** start of Data for this task **
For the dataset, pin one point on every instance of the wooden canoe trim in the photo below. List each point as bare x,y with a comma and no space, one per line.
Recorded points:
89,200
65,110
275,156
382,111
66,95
** end of Data for this task **
Your objective: Duplicate the entries above line for line, without changing anything.

Answer to this task:
For the dataset, pin one point on every instance of the wooden canoe trim in the photo below. List each point as bare x,y with a comma and no space, one per line.
Recorded points:
89,200
65,110
275,156
382,111
66,95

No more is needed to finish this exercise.